源文档:
Spark MLlib源码分析—Word2Vec源码详解

2023年2月7日 348次阅读来源: 六月麦茬
以下代码是我依据SparkMLlib(版本1.6)中Word2Vec源码改写而来，基本算是照搬。此版Word2Vec是基于Hierarchical Softmax的Skip-gram模型的实现。
在决定读懂源码前，博主建议读者先看一下《Word2Vec_中的数学原理详解》或者看本人根据这篇文档做的一个摘要总结：
http://blog.csdn.net/liuyuemaicha/article/details/52611219
Ps* 代码注解的很详细了，阅读代码请从类CWord2Vec的fit函数开始

import java.nio.ByteBuffer
import java.util.{Random => JavaRandom}

import com.github.fommil.netlib.BLAS.{getInstance => blas}
import org.apache.spark.rdd.RDD
import org.apache.spark.mllib.linalg.{Vector, Vectors}
import scala.collection.mutable
import scala.util.hashing.MurmurHash3

/** * Entry in vocabulary */
private case class VocabWord( var word: String, //分词 var cn: Int,//计数 var point: Array[Int], //存储路径，即经过得结点 var code: Array[Int], //记录Huffman编码 var codeLen: Int ////存储到达该叶子结点，要经过多少个结点 )

class CWord2Vec extends Serializable{

  private val random = new JavaRandom()
  private var seed = new JavaRandom().nextLong()

数据摘录:
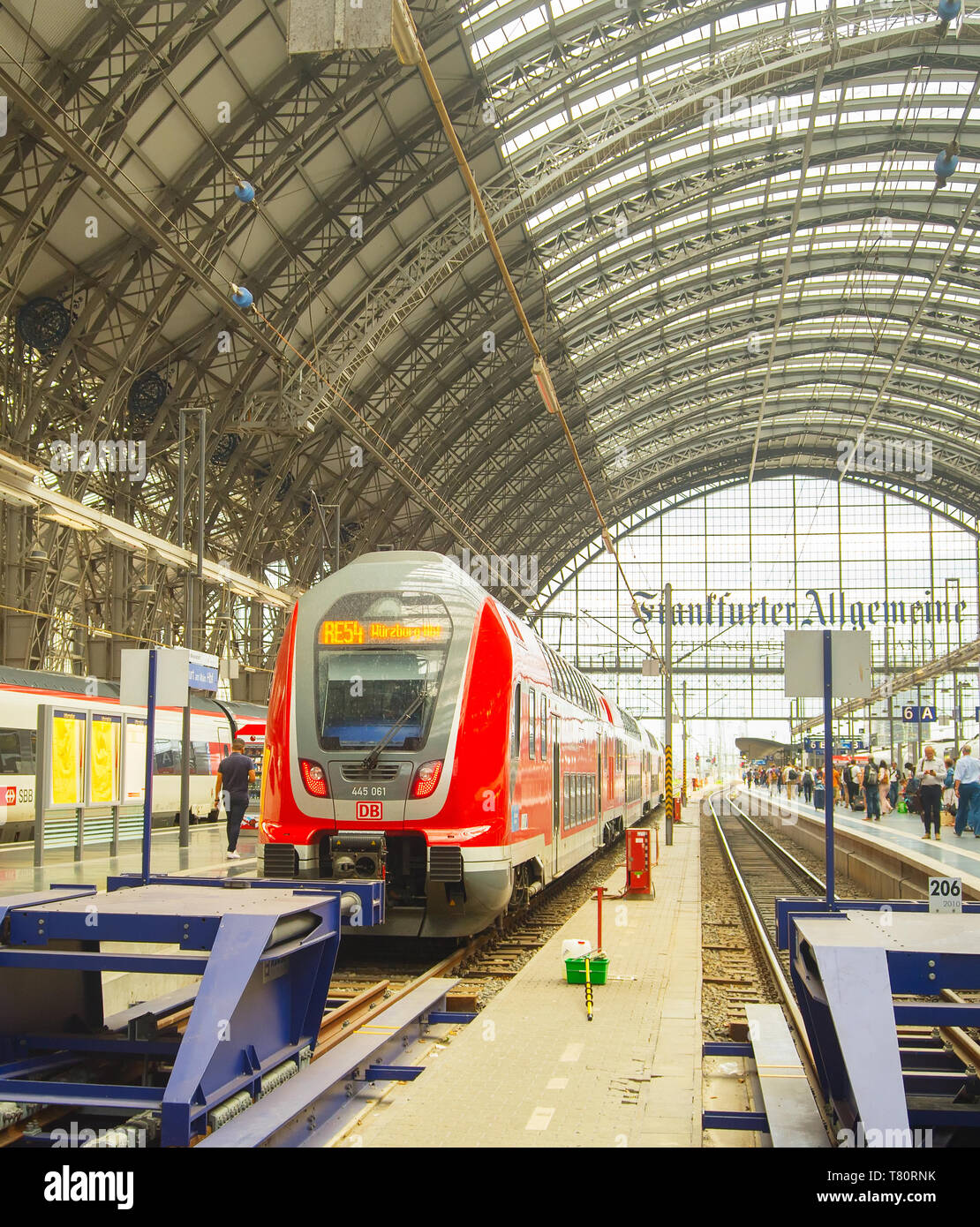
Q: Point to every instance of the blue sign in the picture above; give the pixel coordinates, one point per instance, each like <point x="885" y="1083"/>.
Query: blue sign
<point x="202" y="672"/>
<point x="847" y="746"/>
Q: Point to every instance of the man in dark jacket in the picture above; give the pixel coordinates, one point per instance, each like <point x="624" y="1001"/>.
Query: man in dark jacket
<point x="232" y="788"/>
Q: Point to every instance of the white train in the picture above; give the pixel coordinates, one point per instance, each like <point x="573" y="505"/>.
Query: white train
<point x="213" y="726"/>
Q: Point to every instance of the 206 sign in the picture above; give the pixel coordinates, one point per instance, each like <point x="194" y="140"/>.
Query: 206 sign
<point x="945" y="895"/>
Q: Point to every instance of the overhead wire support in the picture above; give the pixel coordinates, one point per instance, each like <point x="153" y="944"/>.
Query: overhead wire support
<point x="410" y="52"/>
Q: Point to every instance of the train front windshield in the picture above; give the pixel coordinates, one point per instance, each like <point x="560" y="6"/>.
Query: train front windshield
<point x="379" y="670"/>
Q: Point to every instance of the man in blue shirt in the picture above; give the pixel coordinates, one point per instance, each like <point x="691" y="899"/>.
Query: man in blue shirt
<point x="232" y="787"/>
<point x="967" y="784"/>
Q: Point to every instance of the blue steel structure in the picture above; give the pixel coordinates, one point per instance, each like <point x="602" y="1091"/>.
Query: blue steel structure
<point x="265" y="951"/>
<point x="848" y="966"/>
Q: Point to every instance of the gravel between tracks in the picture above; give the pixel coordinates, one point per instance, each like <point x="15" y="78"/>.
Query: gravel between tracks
<point x="734" y="967"/>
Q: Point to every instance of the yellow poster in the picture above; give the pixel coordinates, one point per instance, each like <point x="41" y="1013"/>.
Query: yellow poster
<point x="104" y="761"/>
<point x="68" y="757"/>
<point x="135" y="761"/>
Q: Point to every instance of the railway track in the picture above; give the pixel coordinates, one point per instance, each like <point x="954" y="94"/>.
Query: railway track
<point x="375" y="981"/>
<point x="763" y="869"/>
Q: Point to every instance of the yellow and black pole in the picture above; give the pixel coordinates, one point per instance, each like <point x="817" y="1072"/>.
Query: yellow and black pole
<point x="667" y="716"/>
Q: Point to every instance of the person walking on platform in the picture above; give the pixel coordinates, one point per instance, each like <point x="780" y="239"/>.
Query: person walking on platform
<point x="872" y="796"/>
<point x="893" y="787"/>
<point x="885" y="784"/>
<point x="232" y="787"/>
<point x="967" y="784"/>
<point x="948" y="789"/>
<point x="931" y="774"/>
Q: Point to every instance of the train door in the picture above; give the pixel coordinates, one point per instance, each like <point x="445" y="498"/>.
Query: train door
<point x="556" y="800"/>
<point x="599" y="789"/>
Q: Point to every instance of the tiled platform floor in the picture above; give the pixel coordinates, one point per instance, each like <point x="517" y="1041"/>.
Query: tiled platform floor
<point x="532" y="1072"/>
<point x="205" y="855"/>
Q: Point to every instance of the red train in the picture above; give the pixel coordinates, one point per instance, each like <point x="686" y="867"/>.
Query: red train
<point x="418" y="729"/>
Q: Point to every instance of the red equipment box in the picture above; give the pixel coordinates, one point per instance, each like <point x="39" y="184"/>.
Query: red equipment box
<point x="638" y="862"/>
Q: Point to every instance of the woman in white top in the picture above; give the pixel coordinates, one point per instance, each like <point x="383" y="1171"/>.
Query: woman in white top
<point x="931" y="772"/>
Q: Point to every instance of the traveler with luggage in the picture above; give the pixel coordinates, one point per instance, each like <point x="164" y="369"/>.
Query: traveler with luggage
<point x="872" y="796"/>
<point x="931" y="774"/>
<point x="967" y="784"/>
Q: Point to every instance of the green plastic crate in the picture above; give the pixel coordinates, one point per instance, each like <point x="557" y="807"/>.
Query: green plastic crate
<point x="576" y="971"/>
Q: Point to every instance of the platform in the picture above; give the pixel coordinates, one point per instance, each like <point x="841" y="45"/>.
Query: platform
<point x="897" y="833"/>
<point x="205" y="854"/>
<point x="531" y="1072"/>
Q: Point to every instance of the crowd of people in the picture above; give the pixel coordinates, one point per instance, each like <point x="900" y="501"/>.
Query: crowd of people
<point x="927" y="788"/>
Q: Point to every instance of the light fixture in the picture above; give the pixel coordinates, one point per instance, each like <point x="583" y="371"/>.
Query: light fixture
<point x="542" y="378"/>
<point x="15" y="499"/>
<point x="403" y="36"/>
<point x="19" y="466"/>
<point x="69" y="522"/>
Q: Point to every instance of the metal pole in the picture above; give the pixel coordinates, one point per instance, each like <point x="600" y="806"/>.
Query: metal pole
<point x="667" y="716"/>
<point x="828" y="771"/>
<point x="683" y="729"/>
<point x="151" y="719"/>
<point x="185" y="830"/>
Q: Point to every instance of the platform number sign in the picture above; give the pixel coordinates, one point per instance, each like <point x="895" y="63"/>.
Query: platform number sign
<point x="946" y="895"/>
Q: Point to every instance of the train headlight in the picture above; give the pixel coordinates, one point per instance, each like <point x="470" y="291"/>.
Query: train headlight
<point x="427" y="777"/>
<point x="314" y="778"/>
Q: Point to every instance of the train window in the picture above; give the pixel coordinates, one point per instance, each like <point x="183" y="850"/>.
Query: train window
<point x="167" y="756"/>
<point x="18" y="749"/>
<point x="378" y="667"/>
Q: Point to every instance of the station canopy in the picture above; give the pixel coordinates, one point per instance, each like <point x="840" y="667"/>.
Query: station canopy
<point x="722" y="220"/>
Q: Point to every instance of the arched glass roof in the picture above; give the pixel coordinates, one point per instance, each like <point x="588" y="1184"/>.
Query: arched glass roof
<point x="722" y="220"/>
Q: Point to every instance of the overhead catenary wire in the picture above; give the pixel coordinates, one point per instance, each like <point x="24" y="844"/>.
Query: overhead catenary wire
<point x="546" y="387"/>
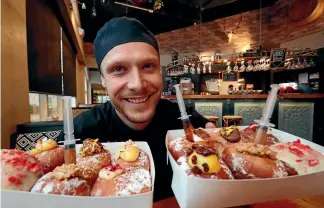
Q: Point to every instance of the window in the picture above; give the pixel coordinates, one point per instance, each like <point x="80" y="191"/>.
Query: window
<point x="44" y="107"/>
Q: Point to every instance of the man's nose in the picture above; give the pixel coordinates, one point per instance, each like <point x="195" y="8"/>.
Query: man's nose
<point x="137" y="80"/>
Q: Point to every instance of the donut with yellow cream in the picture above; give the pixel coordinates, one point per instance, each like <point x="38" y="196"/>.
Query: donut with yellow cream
<point x="93" y="154"/>
<point x="130" y="155"/>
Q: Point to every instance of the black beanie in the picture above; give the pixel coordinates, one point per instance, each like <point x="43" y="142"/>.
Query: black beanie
<point x="118" y="31"/>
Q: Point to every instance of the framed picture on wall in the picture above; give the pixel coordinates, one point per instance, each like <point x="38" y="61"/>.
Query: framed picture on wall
<point x="278" y="58"/>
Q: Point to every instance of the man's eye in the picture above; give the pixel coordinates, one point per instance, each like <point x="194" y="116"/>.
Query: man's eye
<point x="149" y="66"/>
<point x="118" y="70"/>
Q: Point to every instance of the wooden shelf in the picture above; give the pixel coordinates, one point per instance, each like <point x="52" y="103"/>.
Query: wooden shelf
<point x="251" y="96"/>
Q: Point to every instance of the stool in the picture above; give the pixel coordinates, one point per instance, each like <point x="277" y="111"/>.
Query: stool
<point x="213" y="119"/>
<point x="238" y="120"/>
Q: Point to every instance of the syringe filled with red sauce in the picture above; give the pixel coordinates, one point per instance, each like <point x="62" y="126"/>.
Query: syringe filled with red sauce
<point x="69" y="140"/>
<point x="188" y="129"/>
<point x="264" y="122"/>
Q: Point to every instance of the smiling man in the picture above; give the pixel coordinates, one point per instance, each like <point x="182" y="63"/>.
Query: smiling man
<point x="128" y="56"/>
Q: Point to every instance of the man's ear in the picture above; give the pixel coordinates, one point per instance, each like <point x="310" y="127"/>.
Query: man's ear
<point x="103" y="81"/>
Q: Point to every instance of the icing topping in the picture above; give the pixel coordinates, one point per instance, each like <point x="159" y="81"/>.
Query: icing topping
<point x="42" y="145"/>
<point x="203" y="160"/>
<point x="90" y="147"/>
<point x="110" y="172"/>
<point x="71" y="170"/>
<point x="227" y="130"/>
<point x="129" y="152"/>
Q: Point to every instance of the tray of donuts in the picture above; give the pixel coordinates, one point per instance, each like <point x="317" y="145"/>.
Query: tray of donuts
<point x="119" y="174"/>
<point x="225" y="167"/>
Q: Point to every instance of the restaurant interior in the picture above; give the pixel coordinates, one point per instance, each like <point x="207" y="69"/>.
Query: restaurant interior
<point x="225" y="54"/>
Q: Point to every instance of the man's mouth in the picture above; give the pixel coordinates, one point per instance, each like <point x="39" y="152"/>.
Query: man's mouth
<point x="138" y="100"/>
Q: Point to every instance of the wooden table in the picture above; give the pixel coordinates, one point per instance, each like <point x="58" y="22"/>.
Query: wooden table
<point x="309" y="202"/>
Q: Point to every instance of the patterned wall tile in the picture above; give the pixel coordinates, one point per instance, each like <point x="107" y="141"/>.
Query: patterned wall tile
<point x="210" y="109"/>
<point x="249" y="111"/>
<point x="297" y="118"/>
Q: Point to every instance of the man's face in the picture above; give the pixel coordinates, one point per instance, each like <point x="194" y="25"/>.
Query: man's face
<point x="131" y="75"/>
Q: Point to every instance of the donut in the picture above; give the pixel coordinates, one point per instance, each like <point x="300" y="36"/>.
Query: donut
<point x="50" y="159"/>
<point x="49" y="154"/>
<point x="19" y="170"/>
<point x="202" y="161"/>
<point x="92" y="154"/>
<point x="231" y="134"/>
<point x="248" y="135"/>
<point x="249" y="160"/>
<point x="301" y="157"/>
<point x="179" y="147"/>
<point x="130" y="155"/>
<point x="115" y="181"/>
<point x="66" y="180"/>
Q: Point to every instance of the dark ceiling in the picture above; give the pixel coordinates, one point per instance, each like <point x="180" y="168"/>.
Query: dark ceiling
<point x="173" y="15"/>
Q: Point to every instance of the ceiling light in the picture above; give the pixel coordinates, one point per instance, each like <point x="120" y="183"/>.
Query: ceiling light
<point x="94" y="12"/>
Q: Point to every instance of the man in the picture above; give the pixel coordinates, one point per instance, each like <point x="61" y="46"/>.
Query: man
<point x="128" y="57"/>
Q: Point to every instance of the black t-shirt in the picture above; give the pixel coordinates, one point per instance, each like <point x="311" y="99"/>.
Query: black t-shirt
<point x="102" y="122"/>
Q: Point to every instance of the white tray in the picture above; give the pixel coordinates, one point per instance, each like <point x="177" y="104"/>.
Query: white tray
<point x="21" y="199"/>
<point x="192" y="192"/>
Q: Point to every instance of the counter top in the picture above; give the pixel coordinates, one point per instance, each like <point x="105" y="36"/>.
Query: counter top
<point x="251" y="96"/>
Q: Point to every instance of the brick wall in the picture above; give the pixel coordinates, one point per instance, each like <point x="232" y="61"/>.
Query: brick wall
<point x="210" y="37"/>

任务目标 1:
请照录源文档中自“import java.nio.ByteBuffer”至“Int ////存储到达该叶子结点，要经过多少个结点 )”之间的文字，首尾两处均包括在内。
任务目标 2:
请将源文档中以“以下代码是我依据”开头的段落改写为简明的要点列表，并保留其主要事实。
上述记录为独立材料，与源文档并无关联。

任务答复 1:
import java.nio.ByteBuffer
import java.util.{Random => JavaRandom}

import com.github.fommil.netlib.BLAS.{getInstance => blas}
import org.apache.spark.rdd.RDD
import org.apache.spark.mllib.linalg.{Vector, Vectors}
import scala.collection.mutable
import scala.util.hashing.MurmurHash3

/** * Entry in vocabulary */
private case class VocabWord( var word: String, //分词 var cn: Int,//计数 var point: Array[Int], //存储路径，即经过得结点 var code: Array[Int], //记录Huffman编码 var codeLen: Int ////存储到达该叶子结点，要经过多少个结点 )

任务答复 2:
- 代码依据Spark MLlib（1.6版）中的Word2Vec源码改写，基本照搬原实现。
- 该版Word2Vec实现的是基于Hierarchical Softmax的Skip-gram模型。